**REQUIREMENT**:
Starting at the line that contains "Place one keypoint on each instance of the toilet lid, using" and continuing through the end of the material, write those lines again, replacing "sink basin" with "washbasin" and leaving everything else unchanged.

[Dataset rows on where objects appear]
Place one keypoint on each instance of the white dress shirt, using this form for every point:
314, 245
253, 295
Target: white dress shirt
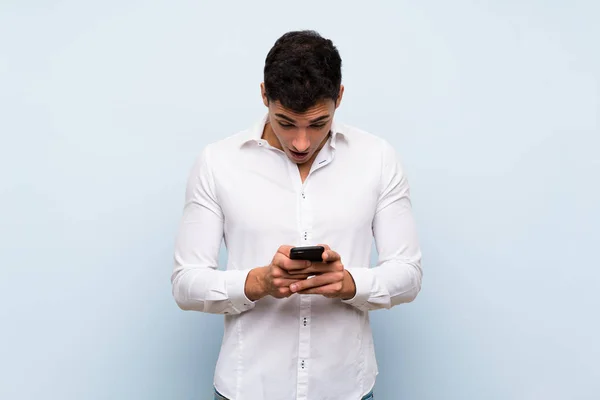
250, 194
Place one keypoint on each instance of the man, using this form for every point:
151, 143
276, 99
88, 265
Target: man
296, 329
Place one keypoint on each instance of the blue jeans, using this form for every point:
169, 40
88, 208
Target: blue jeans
219, 396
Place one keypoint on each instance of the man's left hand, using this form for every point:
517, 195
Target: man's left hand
330, 278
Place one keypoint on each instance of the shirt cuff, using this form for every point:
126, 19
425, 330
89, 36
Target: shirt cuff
363, 280
236, 285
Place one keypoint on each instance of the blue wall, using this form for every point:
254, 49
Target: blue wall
494, 107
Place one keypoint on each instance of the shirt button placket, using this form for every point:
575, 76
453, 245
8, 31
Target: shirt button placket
305, 305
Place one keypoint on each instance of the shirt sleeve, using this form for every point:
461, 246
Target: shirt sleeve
397, 277
196, 282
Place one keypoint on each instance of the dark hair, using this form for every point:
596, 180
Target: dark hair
301, 69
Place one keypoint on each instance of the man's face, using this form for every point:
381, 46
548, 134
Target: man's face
301, 135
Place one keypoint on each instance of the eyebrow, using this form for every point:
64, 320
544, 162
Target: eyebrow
314, 121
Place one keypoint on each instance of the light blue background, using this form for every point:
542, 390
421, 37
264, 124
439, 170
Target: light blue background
494, 107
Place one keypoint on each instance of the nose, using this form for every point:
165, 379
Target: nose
301, 142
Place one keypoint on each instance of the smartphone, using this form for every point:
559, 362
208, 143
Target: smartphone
308, 253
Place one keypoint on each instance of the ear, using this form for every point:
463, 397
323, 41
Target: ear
263, 93
339, 99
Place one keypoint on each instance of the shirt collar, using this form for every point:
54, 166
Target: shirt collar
254, 134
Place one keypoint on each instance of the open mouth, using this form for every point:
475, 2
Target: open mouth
299, 156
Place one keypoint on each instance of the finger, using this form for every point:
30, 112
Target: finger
284, 282
319, 268
285, 250
330, 256
317, 280
283, 274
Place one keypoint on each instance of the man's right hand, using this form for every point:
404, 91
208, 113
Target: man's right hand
274, 279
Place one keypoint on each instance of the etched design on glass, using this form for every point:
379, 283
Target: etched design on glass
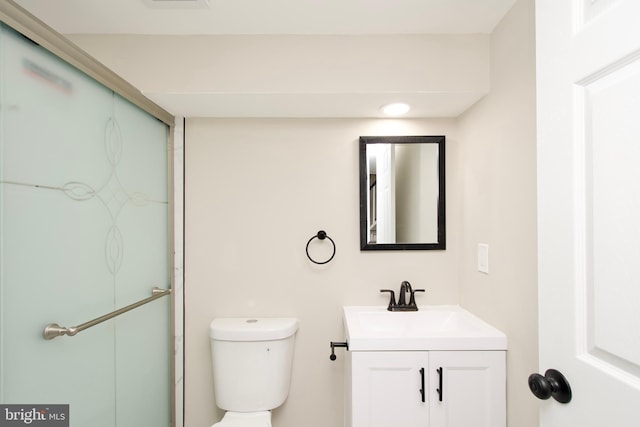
112, 194
78, 191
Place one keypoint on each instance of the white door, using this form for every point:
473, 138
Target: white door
589, 207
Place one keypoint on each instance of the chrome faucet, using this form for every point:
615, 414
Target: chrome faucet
402, 305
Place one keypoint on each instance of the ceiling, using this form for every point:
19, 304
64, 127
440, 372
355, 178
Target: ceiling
111, 18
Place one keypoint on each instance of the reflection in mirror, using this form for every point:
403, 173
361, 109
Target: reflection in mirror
402, 192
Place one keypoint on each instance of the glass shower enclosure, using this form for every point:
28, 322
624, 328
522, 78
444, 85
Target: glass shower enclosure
84, 225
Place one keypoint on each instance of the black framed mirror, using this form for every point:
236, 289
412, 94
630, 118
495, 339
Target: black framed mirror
402, 193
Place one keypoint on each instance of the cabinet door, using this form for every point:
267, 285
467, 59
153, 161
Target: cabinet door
386, 389
467, 388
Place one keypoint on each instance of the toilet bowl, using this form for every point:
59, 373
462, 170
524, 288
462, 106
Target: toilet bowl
252, 360
245, 419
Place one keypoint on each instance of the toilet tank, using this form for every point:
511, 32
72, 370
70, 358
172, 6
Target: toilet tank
252, 360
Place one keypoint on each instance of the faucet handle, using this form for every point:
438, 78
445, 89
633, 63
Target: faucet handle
412, 299
392, 299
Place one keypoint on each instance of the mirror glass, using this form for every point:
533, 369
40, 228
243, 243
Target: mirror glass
402, 193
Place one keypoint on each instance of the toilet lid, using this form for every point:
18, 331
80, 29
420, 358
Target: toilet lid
245, 419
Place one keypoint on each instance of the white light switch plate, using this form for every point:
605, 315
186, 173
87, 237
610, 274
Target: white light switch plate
483, 258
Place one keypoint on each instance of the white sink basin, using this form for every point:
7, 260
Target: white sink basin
437, 327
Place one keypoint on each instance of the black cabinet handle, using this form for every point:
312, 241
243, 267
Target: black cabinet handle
439, 389
422, 384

**EXERCISE RESULT**:
Place one keypoint on each instance of the toilet lid, using this form for every point:
18, 331
80, 29
420, 358
Target: toilet lid
245, 419
Place one keypoint on each instance of the white light switch plate, using this form for every point:
605, 315
186, 173
87, 237
610, 274
Target: white light switch plate
483, 258
Place one keypoint on each instance of the white washbasin, using this form for every point:
7, 260
Target: white washbasin
437, 327
Place one keypoint on each instance of the black cabinet handle, using this form for every point:
312, 241
243, 267
Target: black cabinet handle
439, 389
422, 384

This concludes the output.